* _SHORT TASK_: Count the lines in the material below that contain the string "crowd", treating case as significant. Give only the number.
— START DATA SUPPLIED —
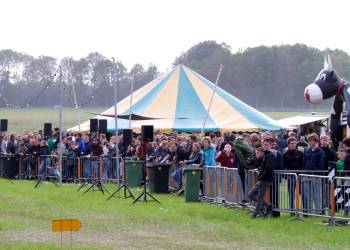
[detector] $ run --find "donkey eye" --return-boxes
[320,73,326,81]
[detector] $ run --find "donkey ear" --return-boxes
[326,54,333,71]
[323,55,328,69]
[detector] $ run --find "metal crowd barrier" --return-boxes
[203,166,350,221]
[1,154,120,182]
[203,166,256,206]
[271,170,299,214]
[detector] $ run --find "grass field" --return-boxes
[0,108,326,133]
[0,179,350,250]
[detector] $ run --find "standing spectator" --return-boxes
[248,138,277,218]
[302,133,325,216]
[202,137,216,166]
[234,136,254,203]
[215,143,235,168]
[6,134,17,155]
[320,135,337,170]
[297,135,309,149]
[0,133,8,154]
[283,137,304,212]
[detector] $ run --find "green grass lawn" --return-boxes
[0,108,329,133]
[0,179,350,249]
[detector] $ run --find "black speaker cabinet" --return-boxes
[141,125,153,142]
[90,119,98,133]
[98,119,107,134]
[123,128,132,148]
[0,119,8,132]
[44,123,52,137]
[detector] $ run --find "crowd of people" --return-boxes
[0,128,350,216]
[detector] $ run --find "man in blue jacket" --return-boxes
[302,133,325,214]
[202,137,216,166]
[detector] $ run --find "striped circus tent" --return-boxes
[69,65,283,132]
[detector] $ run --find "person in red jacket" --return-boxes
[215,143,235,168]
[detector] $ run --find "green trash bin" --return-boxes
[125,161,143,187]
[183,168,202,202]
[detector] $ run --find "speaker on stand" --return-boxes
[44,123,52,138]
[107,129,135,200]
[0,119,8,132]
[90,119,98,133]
— END DATA SUPPLIED —
— START DATA SUPPLIED —
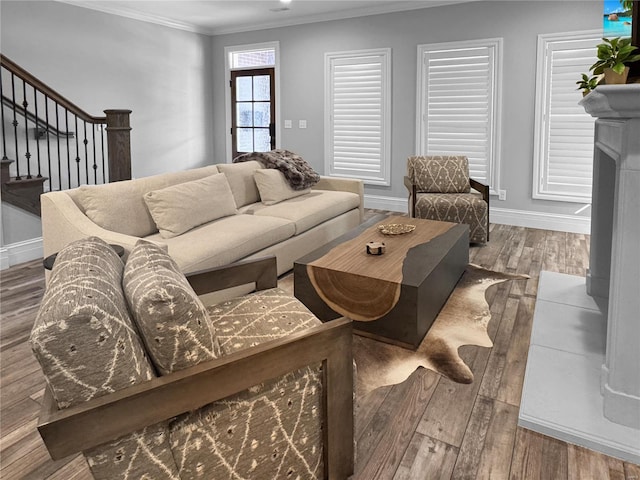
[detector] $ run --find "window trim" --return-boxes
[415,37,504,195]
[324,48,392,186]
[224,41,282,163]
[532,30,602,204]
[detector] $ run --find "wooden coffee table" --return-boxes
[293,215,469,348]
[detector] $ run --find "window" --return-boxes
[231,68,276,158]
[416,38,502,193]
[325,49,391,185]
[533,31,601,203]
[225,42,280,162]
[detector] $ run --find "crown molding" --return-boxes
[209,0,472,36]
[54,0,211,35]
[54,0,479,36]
— END DATA SUPPLIED —
* _ANSWER_: 2